----- Fragmento
Bianchi planteó que el poder ya no está en los gobiernos, sino en manos de grandes corporaciones y plataformas digitales que influyen en la política, el debate público y la conciencia social. Además alertó sobre el riesgo de que el discurso "anticasta" esconda un fenómeno más profundo: la pérdida de soberanía real frente al capital global y los algoritmos.
Por último, convocó a debatir y construir poder democrático en la era tecnofeudal. "Estamos en un modelo que nos necesita conectados y consumiendo pero aislados y enfrentados. Este es el desafío de nuestros tiempos. Hay que pensar nuevos principios de la estatalidad sin la añoranza de los buenos tiempos del Estado-Nación, pero recuperando los principios de soberanía, imperio de la ley y sociedades democráticas, con dispositivos acordes a sociedades digitales y economías globalizadas", expresó.
- En en un mundo con conflictos bélicos en Europa, Asía y África; con el surgimiento de liderazgos autoritarios y tintes fascistas ¿Cuál es la situación de la democracia moderna?
----------
**Instrucciones:**
A) Extrae del fragmento el pasaje que empieza en "Por último, convocó" y termina en "la democracia moderna?".
B) Según el fragmento, ¿en manos de quién plantea Bianchi que está hoy el poder?
Las líneas no guardan relación con el fragmento.
----- Datos de origen
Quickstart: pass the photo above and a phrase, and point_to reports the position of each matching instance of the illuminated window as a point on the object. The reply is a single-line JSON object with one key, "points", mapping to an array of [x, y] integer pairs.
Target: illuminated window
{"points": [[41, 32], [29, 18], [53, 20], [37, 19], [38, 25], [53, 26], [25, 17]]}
----------
**Respuestas por tarea:**
A)
Por último, convocó a debatir y construir poder democrático en la era tecnofeudal. "Estamos en un modelo que nos necesita conectados y consumiendo pero aislados y enfrentados. Este es el desafío de nuestros tiempos. Hay que pensar nuevos principios de la estatalidad sin la añoranza de los buenos tiempos del Estado-Nación, pero recuperando los principios de soberanía, imperio de la ley y sociedades democráticas, con dispositivos acordes a sociedades digitales y economías globalizadas", expresó.
- En en un mundo con conflictos bélicos en Europa, Asía y África; con el surgimiento de liderazgos autoritarios y tintes fascistas ¿Cuál es la situación de la democracia moderna?

B) En manos de grandes corporaciones y plataformas digitales.